● **Information provided**:
-- Begin --
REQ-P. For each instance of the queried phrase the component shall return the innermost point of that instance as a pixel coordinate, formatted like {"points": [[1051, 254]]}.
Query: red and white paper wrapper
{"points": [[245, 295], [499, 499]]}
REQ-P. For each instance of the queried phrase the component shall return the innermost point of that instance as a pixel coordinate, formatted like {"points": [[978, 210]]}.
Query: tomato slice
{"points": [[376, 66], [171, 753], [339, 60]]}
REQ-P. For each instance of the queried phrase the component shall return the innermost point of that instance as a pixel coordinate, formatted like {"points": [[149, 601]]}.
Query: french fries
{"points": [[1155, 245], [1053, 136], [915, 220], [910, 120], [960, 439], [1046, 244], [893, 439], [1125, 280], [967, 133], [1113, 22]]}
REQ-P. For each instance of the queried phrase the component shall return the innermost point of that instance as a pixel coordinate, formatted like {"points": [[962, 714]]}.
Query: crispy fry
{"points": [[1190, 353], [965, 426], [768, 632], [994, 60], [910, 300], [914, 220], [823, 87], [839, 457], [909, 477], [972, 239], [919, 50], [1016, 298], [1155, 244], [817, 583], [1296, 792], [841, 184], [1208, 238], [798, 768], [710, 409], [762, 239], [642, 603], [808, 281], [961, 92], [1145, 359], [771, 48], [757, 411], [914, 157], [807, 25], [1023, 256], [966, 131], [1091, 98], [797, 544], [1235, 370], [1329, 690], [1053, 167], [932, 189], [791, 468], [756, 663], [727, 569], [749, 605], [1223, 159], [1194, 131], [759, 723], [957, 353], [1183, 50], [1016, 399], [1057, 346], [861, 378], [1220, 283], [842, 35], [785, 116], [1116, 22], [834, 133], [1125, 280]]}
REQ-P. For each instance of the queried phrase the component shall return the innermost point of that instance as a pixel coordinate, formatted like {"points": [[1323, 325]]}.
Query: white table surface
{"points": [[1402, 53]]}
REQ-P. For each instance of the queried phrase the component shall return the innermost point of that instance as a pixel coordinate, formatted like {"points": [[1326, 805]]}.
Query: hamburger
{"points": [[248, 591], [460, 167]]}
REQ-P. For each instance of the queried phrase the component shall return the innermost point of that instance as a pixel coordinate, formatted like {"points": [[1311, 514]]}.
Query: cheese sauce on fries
-- End --
● **Task requirements**:
Make an exact copy of the records.

● **The reply**:
REQ-P. For each instance of the queried phrase the component shall return the innermost point of that instance as a pixel coordinate, formatted like {"points": [[1051, 254]]}.
Query: red and white paper wrapper
{"points": [[245, 295], [499, 499]]}
REQ-P. For each instance of the queried phrase the component shall return the innermost point of that instance as a pixel coordinate, formatted like {"points": [[978, 210]]}.
Query: tomato slice
{"points": [[376, 66], [171, 753], [339, 60]]}
REQ-P. For each instance of the queried phrase the component shall return the innermost point of that instance as a pixel coordinate, formatted like {"points": [[149, 601]]}.
Query: french fries
{"points": [[1155, 245], [1053, 136], [915, 220], [910, 120], [960, 439], [1046, 244], [893, 439], [1125, 280], [967, 133], [1113, 22]]}
REQ-P. For each instance of the queried phrase the component shall return the innermost point of that instance as a pixel coordinate, formatted like {"points": [[962, 714]]}.
Query: crispy fry
{"points": [[1190, 353], [965, 426], [768, 632], [994, 60], [910, 300], [914, 220], [823, 87], [839, 457], [909, 477], [972, 239], [919, 50], [1016, 298], [1155, 244], [817, 583], [1296, 792], [841, 184], [1208, 238], [798, 768], [710, 409], [762, 239], [642, 603], [808, 281], [961, 92], [1145, 359], [771, 48], [757, 411], [914, 157], [807, 25], [1023, 256], [966, 131], [1091, 98], [797, 544], [1235, 370], [1329, 690], [1053, 167], [932, 189], [791, 468], [756, 663], [727, 569], [749, 605], [1223, 159], [1194, 131], [759, 723], [957, 353], [1183, 50], [1016, 399], [1057, 346], [861, 378], [1220, 283], [842, 35], [785, 116], [1116, 22], [834, 133], [1125, 280]]}
REQ-P. For each instance of the queried phrase the component shall return the innermost point of that instance as a pixel coordinate, formatted like {"points": [[1323, 325]]}.
Query: white table surface
{"points": [[1402, 53]]}
REQ-P. For each instance of the queried phrase the component shall return the innermost point of that instance as a pixel coordinate, formatted like {"points": [[1326, 805]]}.
Query: hamburger
{"points": [[248, 591], [460, 167]]}
REQ-P. For each instance of the queried phrase the component shall return the innermost point of that instance as a pixel coordinate, formatted like {"points": [[1311, 514]]}.
Query: cheese sauce on fries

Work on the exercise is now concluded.